* WORK ORDER *
Please copy out the records that follow exactly as they stand.

* EXTRACTED RECORDS *
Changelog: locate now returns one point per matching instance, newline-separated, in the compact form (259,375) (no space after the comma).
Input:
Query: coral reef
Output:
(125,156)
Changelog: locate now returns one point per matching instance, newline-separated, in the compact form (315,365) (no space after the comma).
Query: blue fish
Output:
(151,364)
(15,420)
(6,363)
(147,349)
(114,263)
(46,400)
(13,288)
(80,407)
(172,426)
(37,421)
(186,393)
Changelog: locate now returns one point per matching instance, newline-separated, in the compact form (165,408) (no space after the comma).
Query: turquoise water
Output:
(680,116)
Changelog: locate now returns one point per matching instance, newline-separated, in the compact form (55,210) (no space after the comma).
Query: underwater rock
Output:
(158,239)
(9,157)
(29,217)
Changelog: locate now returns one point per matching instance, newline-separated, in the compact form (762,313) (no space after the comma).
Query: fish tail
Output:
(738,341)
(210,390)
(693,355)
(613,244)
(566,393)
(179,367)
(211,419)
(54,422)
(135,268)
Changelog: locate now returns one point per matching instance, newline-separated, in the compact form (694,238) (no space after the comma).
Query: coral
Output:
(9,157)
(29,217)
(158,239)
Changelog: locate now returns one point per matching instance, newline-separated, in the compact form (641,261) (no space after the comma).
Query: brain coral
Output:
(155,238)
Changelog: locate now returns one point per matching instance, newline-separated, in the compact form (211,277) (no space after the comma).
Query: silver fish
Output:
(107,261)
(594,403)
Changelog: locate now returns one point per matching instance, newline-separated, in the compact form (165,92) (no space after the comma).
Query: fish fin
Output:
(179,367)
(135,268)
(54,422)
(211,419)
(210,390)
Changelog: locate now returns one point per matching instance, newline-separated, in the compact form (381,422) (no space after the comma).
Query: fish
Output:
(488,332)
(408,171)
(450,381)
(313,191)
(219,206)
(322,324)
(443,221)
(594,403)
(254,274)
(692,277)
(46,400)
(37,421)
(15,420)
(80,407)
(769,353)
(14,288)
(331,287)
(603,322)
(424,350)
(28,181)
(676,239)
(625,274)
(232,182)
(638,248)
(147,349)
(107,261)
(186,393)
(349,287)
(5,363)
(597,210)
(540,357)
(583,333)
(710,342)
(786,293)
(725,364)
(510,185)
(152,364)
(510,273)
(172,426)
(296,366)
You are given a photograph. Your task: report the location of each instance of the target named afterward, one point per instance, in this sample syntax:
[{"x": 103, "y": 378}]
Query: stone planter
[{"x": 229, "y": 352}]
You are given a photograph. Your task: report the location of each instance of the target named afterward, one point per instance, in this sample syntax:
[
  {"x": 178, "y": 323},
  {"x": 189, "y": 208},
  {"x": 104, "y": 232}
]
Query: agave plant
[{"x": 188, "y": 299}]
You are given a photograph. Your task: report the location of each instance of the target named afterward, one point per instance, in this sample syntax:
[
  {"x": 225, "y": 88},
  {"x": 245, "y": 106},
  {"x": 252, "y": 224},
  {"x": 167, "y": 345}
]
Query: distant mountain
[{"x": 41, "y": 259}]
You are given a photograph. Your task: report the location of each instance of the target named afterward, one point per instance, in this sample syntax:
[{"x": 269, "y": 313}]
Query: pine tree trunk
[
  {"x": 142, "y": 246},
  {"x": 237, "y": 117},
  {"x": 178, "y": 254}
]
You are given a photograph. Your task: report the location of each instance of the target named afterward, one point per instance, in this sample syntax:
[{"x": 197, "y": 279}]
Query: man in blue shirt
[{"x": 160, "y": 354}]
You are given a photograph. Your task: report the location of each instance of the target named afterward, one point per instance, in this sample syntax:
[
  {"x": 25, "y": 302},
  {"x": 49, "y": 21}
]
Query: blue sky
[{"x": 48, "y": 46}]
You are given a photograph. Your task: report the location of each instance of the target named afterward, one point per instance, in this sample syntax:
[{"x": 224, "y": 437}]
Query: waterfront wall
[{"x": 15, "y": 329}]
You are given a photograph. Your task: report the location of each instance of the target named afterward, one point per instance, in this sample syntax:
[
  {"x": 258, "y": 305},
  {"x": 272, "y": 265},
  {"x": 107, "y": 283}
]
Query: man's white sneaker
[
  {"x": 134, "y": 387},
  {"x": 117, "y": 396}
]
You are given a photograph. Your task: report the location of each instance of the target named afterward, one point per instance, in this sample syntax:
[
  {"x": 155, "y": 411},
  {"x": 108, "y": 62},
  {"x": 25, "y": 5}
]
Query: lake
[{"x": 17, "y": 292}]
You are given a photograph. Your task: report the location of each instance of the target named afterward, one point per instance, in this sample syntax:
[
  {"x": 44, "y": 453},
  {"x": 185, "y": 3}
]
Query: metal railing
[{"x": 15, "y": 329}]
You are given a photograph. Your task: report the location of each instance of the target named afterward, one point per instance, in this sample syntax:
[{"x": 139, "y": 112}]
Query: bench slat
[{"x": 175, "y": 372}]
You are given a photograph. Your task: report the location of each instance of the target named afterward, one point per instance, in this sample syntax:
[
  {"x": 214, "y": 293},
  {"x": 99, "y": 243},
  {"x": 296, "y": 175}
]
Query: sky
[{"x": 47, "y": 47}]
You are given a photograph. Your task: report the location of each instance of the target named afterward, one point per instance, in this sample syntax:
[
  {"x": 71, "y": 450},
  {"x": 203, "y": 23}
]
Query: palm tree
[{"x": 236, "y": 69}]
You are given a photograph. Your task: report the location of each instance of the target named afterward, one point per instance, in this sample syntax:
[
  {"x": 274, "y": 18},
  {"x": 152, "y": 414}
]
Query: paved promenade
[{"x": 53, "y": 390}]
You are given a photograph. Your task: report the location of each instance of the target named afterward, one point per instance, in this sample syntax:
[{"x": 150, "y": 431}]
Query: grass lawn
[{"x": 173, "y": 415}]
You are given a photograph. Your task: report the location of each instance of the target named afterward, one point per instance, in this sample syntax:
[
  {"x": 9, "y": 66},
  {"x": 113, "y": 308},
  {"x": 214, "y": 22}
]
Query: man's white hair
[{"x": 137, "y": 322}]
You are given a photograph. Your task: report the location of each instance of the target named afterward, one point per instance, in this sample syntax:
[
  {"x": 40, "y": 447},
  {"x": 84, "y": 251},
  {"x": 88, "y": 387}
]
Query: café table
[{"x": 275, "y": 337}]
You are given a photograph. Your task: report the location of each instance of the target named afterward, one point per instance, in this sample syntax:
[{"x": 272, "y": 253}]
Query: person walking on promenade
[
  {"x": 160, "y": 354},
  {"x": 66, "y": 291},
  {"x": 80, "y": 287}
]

* ANSWER FOR THIS EXERCISE *
Changelog: locate now returns one point per matching instance, newline-separated, in the compact form (259,375) (no space after the comma).
Input:
Query: coral reef
Output:
(125,156)
Changelog: locate now returns one point per matching instance, newline-separated, in the compact form (315,365) (no space after the comma).
Query: blue fish
Output:
(151,364)
(15,420)
(6,363)
(147,349)
(114,263)
(46,400)
(13,288)
(80,407)
(172,426)
(37,421)
(186,393)
Changelog: locate now returns one point per matching instance, newline-separated, in the compact form (165,408) (no space after the comma).
Query: turquoise water
Output:
(680,116)
Changelog: locate now returns one point per matching instance, newline-separated, in the compact form (55,210) (no space after the comma).
Query: underwater rock
Output:
(158,239)
(9,157)
(29,217)
Changelog: locate now returns one point per matching instance, newline-separated, in the compact form (762,313) (no space after the comma).
Query: fish tail
Output:
(738,341)
(210,390)
(693,355)
(613,244)
(566,393)
(179,367)
(211,419)
(54,422)
(135,268)
Changelog: locate now returns one point per matching instance, newline-separated, in the compact form (694,238) (no space after the comma).
Query: coral
Output:
(9,157)
(29,217)
(158,239)
Changelog: locate now returns one point per matching instance, newline-separated, in the compact form (641,261) (no space after the comma).
Query: brain coral
Output:
(155,238)
Changelog: locate now returns one point per matching instance, newline-separated, in the compact form (211,277) (no space after the comma).
Query: silver fish
Output:
(107,261)
(594,403)
Changelog: locate now returns one point per matching instance, newline-separated, in the compact form (165,92) (no space after the comma).
Query: fish fin
Output:
(179,367)
(135,268)
(54,422)
(211,419)
(210,390)
Changelog: locate now returns one point per matching instance, newline-separated, in the compact form (381,422) (no space after the comma).
Query: fish
Output:
(488,332)
(408,171)
(450,381)
(313,191)
(219,206)
(322,324)
(443,221)
(594,403)
(254,274)
(692,277)
(46,400)
(37,421)
(15,420)
(80,407)
(769,353)
(14,288)
(331,287)
(603,322)
(424,350)
(28,181)
(676,239)
(625,274)
(232,182)
(638,248)
(147,349)
(107,261)
(186,393)
(349,287)
(5,363)
(597,210)
(540,357)
(583,333)
(710,342)
(786,293)
(725,364)
(510,185)
(152,364)
(510,273)
(172,426)
(296,366)
You are given a photograph. Your task: report the location of each instance of the target named afterward, one point per instance, in this sample syntax:
[{"x": 103, "y": 378}]
Query: stone planter
[{"x": 229, "y": 352}]
You are given a photograph. Your task: report the location of each instance of the target named afterward, one point per instance, in this sample syntax:
[
  {"x": 178, "y": 323},
  {"x": 189, "y": 208},
  {"x": 104, "y": 232}
]
Query: agave plant
[{"x": 188, "y": 299}]
You are given a photograph. Your task: report the location of each instance of the target named afterward, one point per instance, in this sample syntax:
[
  {"x": 225, "y": 88},
  {"x": 245, "y": 106},
  {"x": 252, "y": 224},
  {"x": 167, "y": 345}
]
Query: distant mountain
[{"x": 41, "y": 259}]
You are given a photograph. Your task: report the location of each instance of the target named afterward, one point per instance, in this sample syntax:
[{"x": 269, "y": 313}]
Query: pine tree trunk
[
  {"x": 142, "y": 246},
  {"x": 237, "y": 117},
  {"x": 178, "y": 254}
]
You are given a photograph. Your task: report the location of each instance of the target named afterward, one point per instance, in this sample syntax:
[{"x": 197, "y": 279}]
Query: man in blue shirt
[{"x": 160, "y": 354}]
You are given a photograph. Your task: report the location of each instance of the target named afterward, one point per instance, in this sample syntax:
[
  {"x": 25, "y": 302},
  {"x": 49, "y": 21}
]
Query: blue sky
[{"x": 48, "y": 46}]
You are given a photograph. Your task: report the location of each instance of the target named afterward, one point per instance, in this sample syntax:
[{"x": 224, "y": 437}]
Query: waterfront wall
[{"x": 15, "y": 329}]
You are given a photograph. Your task: report the location of each instance of the target named afterward, one point per instance, in this sample syntax:
[
  {"x": 258, "y": 305},
  {"x": 272, "y": 265},
  {"x": 107, "y": 283}
]
Query: man's white sneaker
[
  {"x": 134, "y": 387},
  {"x": 117, "y": 396}
]
You are given a photograph. Your task: report the location of each instance of the target named afterward, one point per instance, in this sample syntax:
[
  {"x": 155, "y": 411},
  {"x": 108, "y": 62},
  {"x": 25, "y": 5}
]
Query: lake
[{"x": 17, "y": 292}]
You are given a photograph. Your task: report the location of each instance of the target named afterward, one point per instance, in this sample syntax:
[
  {"x": 44, "y": 453},
  {"x": 185, "y": 3}
]
Query: metal railing
[{"x": 15, "y": 329}]
You are given a photograph. Your task: report the location of each instance of the target named afterward, one point per instance, in this sample syntax:
[{"x": 139, "y": 112}]
Query: bench slat
[{"x": 175, "y": 372}]
You are given a photograph. Your task: report the location of each instance of the target named afterward, one point per instance, in this sample syntax:
[
  {"x": 214, "y": 293},
  {"x": 99, "y": 243},
  {"x": 296, "y": 175}
]
Query: sky
[{"x": 47, "y": 47}]
You are given a photograph. Your task: report the location of each instance of the target named afterward, one point per instance, in this sample syntax:
[
  {"x": 71, "y": 450},
  {"x": 203, "y": 23}
]
Query: palm tree
[{"x": 236, "y": 69}]
You are given a photograph. Your task: report the location of each instance of the target named afterward, one point per instance, in this sample syntax:
[
  {"x": 274, "y": 18},
  {"x": 152, "y": 414}
]
Query: paved promenade
[{"x": 53, "y": 390}]
You are given a photograph. Your task: report the location of each instance of the target named afterward, one point per instance, in this sample syntax:
[{"x": 150, "y": 431}]
Query: grass lawn
[{"x": 173, "y": 415}]
You are given a photograph. Your task: report the location of each instance of the target named afterward, one point per instance, in this sample syntax:
[
  {"x": 9, "y": 66},
  {"x": 113, "y": 308},
  {"x": 214, "y": 22}
]
Query: man's white hair
[{"x": 137, "y": 322}]
You are given a photograph. Your task: report the location of each instance of the target named afterward, one point per instance, in this sample syntax:
[
  {"x": 40, "y": 447},
  {"x": 84, "y": 251},
  {"x": 88, "y": 387}
]
Query: café table
[{"x": 275, "y": 337}]
You are given a photograph. Your task: report the location of each instance of the target named afterward, one point per instance, in this sample syntax:
[{"x": 272, "y": 253}]
Query: person walking on promenade
[
  {"x": 160, "y": 354},
  {"x": 66, "y": 291},
  {"x": 80, "y": 287}
]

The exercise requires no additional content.